Лет семь назад в городе Ренн встретились несколько друзей, бывшие однокурсники-филологи, когда-то вместе учившиеся в департаменте бретонского и других кельтских языков Университета Ренн-2. Как положено, пошли в блинную, где за поеданием бретонских гречневых блинов и распитием сидра завели беседу о старых добрых временах, когда все мы были молодые и глупые.
Беседа велась, разумеется, на бретонском языке. Кто-то говорил на леонском диалекте, кто-то — на корнуайском, но все друг друга понимали. За плечами было несколько лет учебы в университете, где преподавание велось на несколько искусственном наддиалектном варианте бретонского. Именно на таком бретонском, выученном в университете и слегка приправленном корнуайским диалектом, поддерживал беседу и автор этих строк.
Сентябрь выдался теплым, и компания расположилась на открытой террасе. Мимо по улице шел молодой человек и, заслышав бретонскую речь, подошел и пожелал присоединиться к беседе. Он работал стажером на местном бретоноязычном радио и был рад любой возможности попрактиковаться в устной речи. Однако как только он сказал пару фраз, все почувствовали себя не в своей тарелке, вернее, наоборот: сделали вид, что как раз свои тарелки с блинами их интересуют в данный момент больше всего. Обижать молодого человека никто не хотел, но и продолжать разговор с ним тоже. Почувствовав неловкость, юноша поспешно распрощался с присутствующими и скрылся в вечерних сумерках. Как только он исчез из виду, присутствующие принялись обсуждать инцидент.
— Ну как же можно так говорить? Всё произносит на французский манер!
— Если бы он говорил на ваннском диалекте, еще куда ни шло, но все эти ударения на последний слог в стандартном бретонском… ужас!
— А как он строит фразы? Подлежащее — сказуемое — прямое дополнение!.. Да он говорит по-французски, только слова заменяет на бретонские. Да еще и коверкает. Да еще и вставляет все эти дурацкие неологизмы!
— Если даже иностранку шокировал его бретонский, что уж там… И ведь целое поколение так говорит и думает, что это и есть бретонский язык во всей своей красе!
Не было бы смысла пересказывать этот эпизод, если бы речь шла о нерадивом студенте, который не потрудился выучить язык как полагается. Однако как именно полагается говорить по-бретонски, вопрос спорный.

→ Раздел набора данных
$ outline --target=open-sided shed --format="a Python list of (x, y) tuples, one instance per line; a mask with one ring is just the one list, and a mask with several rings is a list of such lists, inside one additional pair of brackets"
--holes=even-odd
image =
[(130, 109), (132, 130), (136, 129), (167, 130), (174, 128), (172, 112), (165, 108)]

→ Задание
Продублируйте из отрывка о бретонском языке фрагмент от слов «Беседа велась, разумеется, на» до слов «автор этих строк.» включительно. Материал выше существует отдельно от отрывка и с ним не связан.

→ Решение задачи
Беседа велась, разумеется, на бретонском языке. Кто-то говорил на леонском диалекте, кто-то — на корнуайском, но все друг друга понимали. За плечами было несколько лет учебы в университете, где преподавание велось на несколько искусственном наддиалектном варианте бретонского. Именно на таком бретонском, выученном в университете и слегка приправленном корнуайским диалектом, поддерживал беседу и автор этих строк.